* [Instructions for the task]: Only the lines below from the one containing "Target: potentilla indica plant" to the one containing "Target: background vegetation" should be repeated, both included and unchanged.

##########

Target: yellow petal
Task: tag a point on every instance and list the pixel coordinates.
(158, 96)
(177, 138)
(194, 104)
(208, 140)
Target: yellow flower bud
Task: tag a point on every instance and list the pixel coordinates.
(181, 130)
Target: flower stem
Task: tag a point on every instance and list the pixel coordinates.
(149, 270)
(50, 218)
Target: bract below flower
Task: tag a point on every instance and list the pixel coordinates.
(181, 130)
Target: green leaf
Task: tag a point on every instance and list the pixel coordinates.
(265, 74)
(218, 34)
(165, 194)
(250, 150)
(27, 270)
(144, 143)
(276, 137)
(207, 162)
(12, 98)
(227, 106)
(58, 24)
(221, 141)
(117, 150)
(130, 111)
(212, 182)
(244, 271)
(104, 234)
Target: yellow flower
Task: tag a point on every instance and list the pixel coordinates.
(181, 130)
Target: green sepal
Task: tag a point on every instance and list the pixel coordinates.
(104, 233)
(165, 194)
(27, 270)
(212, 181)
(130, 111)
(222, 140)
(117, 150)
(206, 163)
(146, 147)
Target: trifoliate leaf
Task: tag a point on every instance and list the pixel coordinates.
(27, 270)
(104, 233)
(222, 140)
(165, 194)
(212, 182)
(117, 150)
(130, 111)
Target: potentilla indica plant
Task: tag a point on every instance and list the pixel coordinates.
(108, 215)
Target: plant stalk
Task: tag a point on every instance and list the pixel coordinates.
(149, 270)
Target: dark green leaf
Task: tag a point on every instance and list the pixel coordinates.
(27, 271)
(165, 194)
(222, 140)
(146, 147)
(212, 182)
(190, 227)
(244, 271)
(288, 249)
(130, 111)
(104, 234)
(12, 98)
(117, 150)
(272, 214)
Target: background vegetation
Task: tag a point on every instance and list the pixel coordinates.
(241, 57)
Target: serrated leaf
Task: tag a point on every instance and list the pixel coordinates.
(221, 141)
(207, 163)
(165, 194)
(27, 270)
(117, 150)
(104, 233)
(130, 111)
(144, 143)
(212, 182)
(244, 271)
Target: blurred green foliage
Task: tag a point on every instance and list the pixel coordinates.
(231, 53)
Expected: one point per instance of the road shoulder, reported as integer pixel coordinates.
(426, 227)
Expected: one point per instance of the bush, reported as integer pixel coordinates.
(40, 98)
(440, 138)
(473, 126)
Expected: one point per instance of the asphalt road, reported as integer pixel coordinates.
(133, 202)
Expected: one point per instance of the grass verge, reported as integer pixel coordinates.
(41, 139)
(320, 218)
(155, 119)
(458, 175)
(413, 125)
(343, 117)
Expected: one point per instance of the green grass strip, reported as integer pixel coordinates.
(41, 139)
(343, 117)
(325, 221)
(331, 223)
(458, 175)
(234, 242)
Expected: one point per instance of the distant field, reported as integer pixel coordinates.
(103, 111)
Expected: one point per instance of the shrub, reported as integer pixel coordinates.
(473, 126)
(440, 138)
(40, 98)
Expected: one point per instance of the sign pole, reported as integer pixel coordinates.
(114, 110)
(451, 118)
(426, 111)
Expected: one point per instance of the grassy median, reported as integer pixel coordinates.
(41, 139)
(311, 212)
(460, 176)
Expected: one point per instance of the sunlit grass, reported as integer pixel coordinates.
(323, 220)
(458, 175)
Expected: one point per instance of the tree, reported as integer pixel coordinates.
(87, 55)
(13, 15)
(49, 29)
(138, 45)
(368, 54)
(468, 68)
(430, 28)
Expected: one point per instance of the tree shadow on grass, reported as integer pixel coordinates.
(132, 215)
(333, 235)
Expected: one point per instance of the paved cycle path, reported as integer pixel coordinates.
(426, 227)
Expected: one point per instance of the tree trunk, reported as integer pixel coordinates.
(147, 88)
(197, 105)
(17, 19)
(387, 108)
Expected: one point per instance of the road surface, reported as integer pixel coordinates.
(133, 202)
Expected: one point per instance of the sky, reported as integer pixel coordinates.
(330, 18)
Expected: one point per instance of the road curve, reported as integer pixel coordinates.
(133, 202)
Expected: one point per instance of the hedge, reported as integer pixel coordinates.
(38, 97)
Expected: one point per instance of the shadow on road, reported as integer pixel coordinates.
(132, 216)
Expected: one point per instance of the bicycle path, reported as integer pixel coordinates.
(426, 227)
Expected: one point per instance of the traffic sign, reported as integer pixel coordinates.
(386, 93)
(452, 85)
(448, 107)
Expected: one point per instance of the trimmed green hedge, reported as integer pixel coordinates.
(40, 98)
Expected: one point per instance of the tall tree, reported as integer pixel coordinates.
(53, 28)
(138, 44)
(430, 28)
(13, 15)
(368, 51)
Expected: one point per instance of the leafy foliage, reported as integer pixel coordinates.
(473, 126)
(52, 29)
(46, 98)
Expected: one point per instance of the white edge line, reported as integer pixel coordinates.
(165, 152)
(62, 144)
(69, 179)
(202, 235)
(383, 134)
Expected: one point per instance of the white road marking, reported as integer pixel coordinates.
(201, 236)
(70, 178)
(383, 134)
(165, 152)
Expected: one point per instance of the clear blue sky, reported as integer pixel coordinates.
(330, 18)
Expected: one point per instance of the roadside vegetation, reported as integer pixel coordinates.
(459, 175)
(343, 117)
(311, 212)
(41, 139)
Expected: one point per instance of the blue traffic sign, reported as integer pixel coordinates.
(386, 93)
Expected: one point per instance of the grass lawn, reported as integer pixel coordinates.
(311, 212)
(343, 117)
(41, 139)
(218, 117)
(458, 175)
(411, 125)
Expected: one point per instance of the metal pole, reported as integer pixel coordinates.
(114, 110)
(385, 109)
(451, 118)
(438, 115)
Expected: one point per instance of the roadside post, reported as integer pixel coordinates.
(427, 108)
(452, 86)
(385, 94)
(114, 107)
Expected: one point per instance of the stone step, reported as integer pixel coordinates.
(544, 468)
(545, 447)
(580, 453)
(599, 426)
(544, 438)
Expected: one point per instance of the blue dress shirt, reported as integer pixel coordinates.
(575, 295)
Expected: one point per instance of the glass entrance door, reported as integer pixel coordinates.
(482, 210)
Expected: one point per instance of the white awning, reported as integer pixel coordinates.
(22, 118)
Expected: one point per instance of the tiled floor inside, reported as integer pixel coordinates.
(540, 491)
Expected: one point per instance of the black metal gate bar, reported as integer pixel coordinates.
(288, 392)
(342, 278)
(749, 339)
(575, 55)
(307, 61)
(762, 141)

##########

* [Solution to this problem]:
Target: potentilla indica plant
Task: tag a point on every instance and list the pixel coordinates.
(108, 215)
Target: plant stalk
Task: tag a point on every instance and list the pixel coordinates.
(149, 270)
Target: dark green leaf
Task: tag a point on every instance and list the pixel coordinates.
(27, 271)
(165, 194)
(222, 140)
(146, 147)
(212, 182)
(190, 227)
(244, 271)
(288, 249)
(130, 111)
(104, 234)
(12, 98)
(117, 150)
(272, 214)
Target: background vegetation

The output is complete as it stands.